**READING PASSAGE:**
Wednesday, December 16, 2020

Flashbacklist: Kissing Doorknobs

Hesser, Terry Spencer. Kissing Doorknobs.
Published May 11th 1998 by Delacorte Press
Library copy

Tara has always struggled with negative thoughts, but when she overhears someone say the phrase "Step on a crack, break your mother's back", it plunges her OCD into overdrive. Starting from preschool, Tara recounts the difficulties she has had separating from her mother, her fear of germs, her interest in her Catholic faith and her obsession with prayers, and finally, the ritual she develops of kissing doorknobs that finally alarms her parents. Even though she has been evaluated by psychiatrists over the years, the diagnoses were always things like ADHD, insecurities, self-esteem issues, and even borderline anorexia when she becomes obsessed with her food. Her parents are busy, and Tara's quirks annoy them to the point where the mother at one point whispers that she will kill Tara if she doesn't stop her behavior, because it is embarrassing her in front of friends. Tara's friends are rather understanding, but even they have a breaking point, and in 8th grade Tara takes up with Donna, who shoplifts, accidentally has sex when she is high, and encourages Tara to go with her to a drug store and demand to be sold condoms. Eventually, a friend of her father's just happens to be by the house when Tara is exhibiting a lot of symptoms, and tells the parents that he thinks Tara might have OCD like one of his students. (The father rolls his eyes and sighs "ANOTHER diagnosis.") Tara meets Sam, who has OCD but has more understanding parents and a therapist who is working with him to try to modify the behaviors. Tara gets help, her mother starts taking anti-anxiety medication, and life goes on. There are lists of organizations and resources at the end; impressively, some of the links are still active!

**THINGS TO DO:**
(1) In the review of Kissing Doorknobs, which phrase does Tara overhear that sends her OCD into overdrive?
(2) Continue the review of Kissing Doorknobs, beginning after its final sentence.

(Records from a collection)
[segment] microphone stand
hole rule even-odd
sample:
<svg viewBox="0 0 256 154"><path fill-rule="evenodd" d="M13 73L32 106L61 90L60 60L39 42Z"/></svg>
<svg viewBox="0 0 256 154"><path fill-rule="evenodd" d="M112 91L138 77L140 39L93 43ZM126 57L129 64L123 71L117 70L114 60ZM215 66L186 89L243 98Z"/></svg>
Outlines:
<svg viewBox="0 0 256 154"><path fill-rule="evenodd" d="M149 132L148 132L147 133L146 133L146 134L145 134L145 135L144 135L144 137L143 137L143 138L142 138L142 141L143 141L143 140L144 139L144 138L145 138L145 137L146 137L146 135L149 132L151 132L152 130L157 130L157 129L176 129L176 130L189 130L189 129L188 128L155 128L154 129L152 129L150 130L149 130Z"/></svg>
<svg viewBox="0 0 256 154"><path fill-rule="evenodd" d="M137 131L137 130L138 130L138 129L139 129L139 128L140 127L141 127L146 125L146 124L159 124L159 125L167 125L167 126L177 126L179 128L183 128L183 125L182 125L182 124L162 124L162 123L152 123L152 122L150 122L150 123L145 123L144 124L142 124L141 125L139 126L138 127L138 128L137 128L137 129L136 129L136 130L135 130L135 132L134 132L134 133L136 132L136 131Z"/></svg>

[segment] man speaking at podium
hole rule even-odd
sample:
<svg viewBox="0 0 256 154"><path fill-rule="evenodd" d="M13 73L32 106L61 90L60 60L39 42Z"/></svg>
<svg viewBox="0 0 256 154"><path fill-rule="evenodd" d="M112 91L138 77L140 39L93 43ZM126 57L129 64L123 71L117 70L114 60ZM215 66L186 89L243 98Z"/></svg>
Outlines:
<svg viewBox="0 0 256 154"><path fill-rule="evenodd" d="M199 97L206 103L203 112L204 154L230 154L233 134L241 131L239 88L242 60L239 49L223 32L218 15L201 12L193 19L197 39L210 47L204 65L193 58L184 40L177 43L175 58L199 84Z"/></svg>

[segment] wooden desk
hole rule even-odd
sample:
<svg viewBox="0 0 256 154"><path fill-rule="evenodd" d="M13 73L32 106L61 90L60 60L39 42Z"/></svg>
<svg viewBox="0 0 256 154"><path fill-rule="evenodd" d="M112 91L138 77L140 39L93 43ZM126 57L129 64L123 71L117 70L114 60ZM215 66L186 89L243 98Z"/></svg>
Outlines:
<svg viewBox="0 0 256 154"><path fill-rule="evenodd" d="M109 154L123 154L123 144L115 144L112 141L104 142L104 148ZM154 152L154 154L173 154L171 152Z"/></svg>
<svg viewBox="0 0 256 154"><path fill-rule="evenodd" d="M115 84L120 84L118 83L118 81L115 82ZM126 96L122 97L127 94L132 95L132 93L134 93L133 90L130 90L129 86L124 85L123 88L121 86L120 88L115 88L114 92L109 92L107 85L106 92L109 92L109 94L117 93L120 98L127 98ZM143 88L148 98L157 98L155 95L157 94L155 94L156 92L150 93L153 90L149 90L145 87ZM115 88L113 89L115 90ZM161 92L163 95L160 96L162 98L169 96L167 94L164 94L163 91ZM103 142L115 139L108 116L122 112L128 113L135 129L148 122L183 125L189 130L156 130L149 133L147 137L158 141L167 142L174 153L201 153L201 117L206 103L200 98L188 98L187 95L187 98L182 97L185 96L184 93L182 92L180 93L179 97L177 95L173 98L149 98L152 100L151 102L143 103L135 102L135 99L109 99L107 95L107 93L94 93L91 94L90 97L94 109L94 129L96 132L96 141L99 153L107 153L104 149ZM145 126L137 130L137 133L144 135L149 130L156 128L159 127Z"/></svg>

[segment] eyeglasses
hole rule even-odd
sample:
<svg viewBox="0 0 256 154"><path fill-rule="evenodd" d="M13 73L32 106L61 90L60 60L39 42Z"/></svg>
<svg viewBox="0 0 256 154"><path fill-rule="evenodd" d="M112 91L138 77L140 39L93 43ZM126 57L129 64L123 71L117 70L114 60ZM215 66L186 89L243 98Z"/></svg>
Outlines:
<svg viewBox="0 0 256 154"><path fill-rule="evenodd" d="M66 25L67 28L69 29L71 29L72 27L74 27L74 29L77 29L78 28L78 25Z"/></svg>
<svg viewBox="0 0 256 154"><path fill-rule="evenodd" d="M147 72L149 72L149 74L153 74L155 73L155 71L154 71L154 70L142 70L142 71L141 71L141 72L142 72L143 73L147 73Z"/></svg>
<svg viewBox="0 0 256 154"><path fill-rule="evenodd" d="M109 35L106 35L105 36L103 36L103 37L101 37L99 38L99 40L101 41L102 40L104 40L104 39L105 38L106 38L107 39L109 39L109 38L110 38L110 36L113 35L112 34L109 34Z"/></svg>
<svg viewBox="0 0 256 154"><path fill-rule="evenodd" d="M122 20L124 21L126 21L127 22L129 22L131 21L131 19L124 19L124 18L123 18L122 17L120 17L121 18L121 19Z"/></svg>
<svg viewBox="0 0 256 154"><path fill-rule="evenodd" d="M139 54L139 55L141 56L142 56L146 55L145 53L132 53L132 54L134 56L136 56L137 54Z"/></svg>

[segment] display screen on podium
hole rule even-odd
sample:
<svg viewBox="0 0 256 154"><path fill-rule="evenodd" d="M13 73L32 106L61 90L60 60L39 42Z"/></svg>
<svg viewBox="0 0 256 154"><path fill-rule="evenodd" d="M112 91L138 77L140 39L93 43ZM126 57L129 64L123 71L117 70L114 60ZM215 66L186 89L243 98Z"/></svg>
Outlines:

**WRITTEN RESPONSES:**
(1) "Step on a crack, break your mother's back."

(2)
Strengths: Tara's mental state is well described; the author notes that while she doesn't have OCD, she had some tendencies as a child and drew from those experiences to write this. There is an explanatory note from a doctor. Pinning down a diagnosis and treatment plan is still difficult with mental health issues. Tara's friends are supportive, but even they weary of her behaviors. The strain that Tara puts on her family is realistic.
Weaknesses: Keesha is Black and her dialog is in a quasi-Ebonic style, which doesn't go over well now. Donna is a "bad girl" and goes to a home for expectant mothers. The parents, even though they have seen Tara's behavior for years, refuse to believe anything is wrong with her. This is dated in so many ways. 
What I really think: Treatment and perception of OCD has changed so much in the last 20 years that I will weed this book. It hasn't been checked out in a while, doesn't smell great, and is a bit more YA than most of my titles now. My readers have been skewing younger for some time now. No idea why.